| SHORT TASK |
List every line of the material that contains the string "jersey". Case counts.
--------------------------------------------------
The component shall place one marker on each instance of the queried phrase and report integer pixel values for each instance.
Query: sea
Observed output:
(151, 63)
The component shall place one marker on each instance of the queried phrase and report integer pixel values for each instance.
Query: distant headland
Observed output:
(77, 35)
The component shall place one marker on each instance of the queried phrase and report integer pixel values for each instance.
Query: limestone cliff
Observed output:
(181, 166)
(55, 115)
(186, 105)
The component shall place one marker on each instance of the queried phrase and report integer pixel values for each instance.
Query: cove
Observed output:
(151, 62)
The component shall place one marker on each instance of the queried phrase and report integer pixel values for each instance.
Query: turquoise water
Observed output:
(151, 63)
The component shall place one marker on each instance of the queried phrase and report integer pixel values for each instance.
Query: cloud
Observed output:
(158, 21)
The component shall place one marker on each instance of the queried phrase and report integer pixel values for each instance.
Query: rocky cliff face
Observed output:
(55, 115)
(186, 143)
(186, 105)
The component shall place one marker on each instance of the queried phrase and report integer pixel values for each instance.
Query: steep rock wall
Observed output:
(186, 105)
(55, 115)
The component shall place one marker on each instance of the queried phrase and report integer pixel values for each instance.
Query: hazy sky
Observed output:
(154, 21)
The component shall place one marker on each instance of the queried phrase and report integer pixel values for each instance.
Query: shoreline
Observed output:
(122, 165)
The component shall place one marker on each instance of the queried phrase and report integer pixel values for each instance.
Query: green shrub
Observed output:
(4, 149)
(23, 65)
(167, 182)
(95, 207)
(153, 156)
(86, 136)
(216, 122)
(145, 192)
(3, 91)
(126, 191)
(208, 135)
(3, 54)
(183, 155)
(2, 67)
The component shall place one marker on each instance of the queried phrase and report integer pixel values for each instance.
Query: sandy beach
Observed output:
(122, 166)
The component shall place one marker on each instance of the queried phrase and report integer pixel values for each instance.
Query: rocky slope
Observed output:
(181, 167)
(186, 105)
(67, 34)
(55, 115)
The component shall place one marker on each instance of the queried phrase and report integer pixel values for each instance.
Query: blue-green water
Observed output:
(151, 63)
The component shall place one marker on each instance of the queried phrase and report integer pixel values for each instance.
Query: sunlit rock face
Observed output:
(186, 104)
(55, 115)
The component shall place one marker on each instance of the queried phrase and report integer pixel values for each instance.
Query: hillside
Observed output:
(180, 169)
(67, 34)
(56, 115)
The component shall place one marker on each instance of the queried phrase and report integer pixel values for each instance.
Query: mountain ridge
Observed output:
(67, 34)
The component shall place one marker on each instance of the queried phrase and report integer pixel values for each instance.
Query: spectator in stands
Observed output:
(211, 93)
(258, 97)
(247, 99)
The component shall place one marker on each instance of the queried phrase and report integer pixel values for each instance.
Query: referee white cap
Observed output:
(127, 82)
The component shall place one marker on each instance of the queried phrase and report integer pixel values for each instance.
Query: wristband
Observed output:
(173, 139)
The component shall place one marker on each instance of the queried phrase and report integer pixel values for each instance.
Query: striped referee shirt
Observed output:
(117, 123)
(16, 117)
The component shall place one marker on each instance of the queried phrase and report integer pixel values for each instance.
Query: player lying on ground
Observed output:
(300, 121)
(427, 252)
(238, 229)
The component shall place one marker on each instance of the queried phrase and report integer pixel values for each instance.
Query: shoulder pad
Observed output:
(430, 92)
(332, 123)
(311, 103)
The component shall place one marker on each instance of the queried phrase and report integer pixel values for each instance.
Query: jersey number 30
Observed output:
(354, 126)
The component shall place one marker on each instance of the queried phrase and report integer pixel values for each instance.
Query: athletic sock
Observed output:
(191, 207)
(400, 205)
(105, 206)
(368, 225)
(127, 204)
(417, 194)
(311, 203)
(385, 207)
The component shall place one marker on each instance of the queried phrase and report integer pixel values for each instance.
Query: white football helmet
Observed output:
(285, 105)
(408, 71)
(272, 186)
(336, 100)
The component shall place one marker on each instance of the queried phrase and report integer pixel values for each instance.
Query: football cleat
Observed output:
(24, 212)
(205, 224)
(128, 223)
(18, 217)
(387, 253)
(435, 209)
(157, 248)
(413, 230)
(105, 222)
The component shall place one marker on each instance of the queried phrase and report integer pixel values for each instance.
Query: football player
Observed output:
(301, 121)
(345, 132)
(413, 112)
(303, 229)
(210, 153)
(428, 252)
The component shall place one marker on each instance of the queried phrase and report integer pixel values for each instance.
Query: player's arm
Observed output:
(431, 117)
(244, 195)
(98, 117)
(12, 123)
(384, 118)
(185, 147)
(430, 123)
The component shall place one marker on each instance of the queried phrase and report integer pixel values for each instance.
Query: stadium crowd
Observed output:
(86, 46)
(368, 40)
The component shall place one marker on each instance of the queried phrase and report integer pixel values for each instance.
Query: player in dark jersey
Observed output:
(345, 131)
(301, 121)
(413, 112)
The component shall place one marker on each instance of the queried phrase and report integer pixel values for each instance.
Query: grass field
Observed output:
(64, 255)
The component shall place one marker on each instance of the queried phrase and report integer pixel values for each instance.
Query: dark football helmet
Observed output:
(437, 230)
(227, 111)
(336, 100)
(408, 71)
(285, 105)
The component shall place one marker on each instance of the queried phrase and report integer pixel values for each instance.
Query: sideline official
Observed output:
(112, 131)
--------------------------------------------------
| THE RESULT |
Query: jersey number 30
Query: player in dark jersey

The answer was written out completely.